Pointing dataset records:
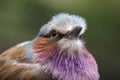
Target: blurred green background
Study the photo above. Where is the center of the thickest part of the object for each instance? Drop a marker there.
(20, 20)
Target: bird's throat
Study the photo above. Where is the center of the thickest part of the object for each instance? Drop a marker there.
(66, 64)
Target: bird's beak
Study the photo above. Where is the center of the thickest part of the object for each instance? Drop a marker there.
(74, 33)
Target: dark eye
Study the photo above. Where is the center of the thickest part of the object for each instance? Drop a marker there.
(54, 34)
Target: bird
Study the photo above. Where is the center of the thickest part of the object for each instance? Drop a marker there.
(58, 52)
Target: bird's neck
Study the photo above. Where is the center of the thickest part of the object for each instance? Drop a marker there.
(66, 64)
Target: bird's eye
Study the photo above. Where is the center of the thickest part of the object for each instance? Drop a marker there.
(54, 34)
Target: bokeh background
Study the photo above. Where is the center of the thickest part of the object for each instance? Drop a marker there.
(20, 20)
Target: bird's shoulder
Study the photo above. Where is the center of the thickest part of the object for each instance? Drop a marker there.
(17, 63)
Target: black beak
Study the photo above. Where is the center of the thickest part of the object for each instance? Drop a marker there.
(74, 33)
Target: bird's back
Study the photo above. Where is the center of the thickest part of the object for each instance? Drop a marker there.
(17, 63)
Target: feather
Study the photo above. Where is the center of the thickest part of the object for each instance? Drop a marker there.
(15, 65)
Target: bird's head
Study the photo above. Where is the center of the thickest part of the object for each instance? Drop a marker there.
(59, 48)
(61, 35)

■ Objective
Please return every line of the listing above word for word, leaving out the pictures.

■ Answer for the task
Target: blurred green background
Study the photo above. Where is the center of the thickest part of the object for each instance? Drop a marker there.
(20, 20)
Target: bird's throat
Study the photo above. Where is the center of the thickest part of the object for each instance? Drop a marker there.
(66, 64)
Target: bird's beak
Study the photo above. Where is the center of the thickest part of the object for each instance? Drop a marker there.
(74, 33)
Target: dark eye
Study the photo above. Where is the center of the thickest part of the object for each instance? Drop a marker there.
(54, 34)
Target: bird
Study the photo above. Where is the center of the thickest part of the object for each instance? Drop a marker there.
(58, 52)
Target: bird's neck
Study the photo above. Where is the center of the thickest part of the object for each instance? Drop a marker there.
(66, 64)
Target: bird's eye
Study the photo above. Where is the center of the thickest part of the object for each instance? Drop a marker there.
(54, 34)
Target: bokeh background
Study the photo above. Where is the center of the thickest part of the object for each instance? Drop a marker there.
(20, 20)
Target: bird's shoulder
Study the photo above. Where is the center of the thickest part of the object for each instance? Drop a marker there.
(17, 63)
Target: black beak
Study the photo above. Where is the center of the thickest part of the object for each instance? Drop a marker there.
(74, 33)
Target: bird's back
Study the photo above. Where is the center of the thickest part of the object for each instance? Drop a marker there.
(17, 63)
Target: feather
Study the photo above. Where is the center of the thickest part of the object for each instance? Drop a marker there.
(15, 65)
Target: bird's head
Study the photo above. Where is the center of the thickest part of the object for each instance? Drop a marker there.
(59, 48)
(61, 35)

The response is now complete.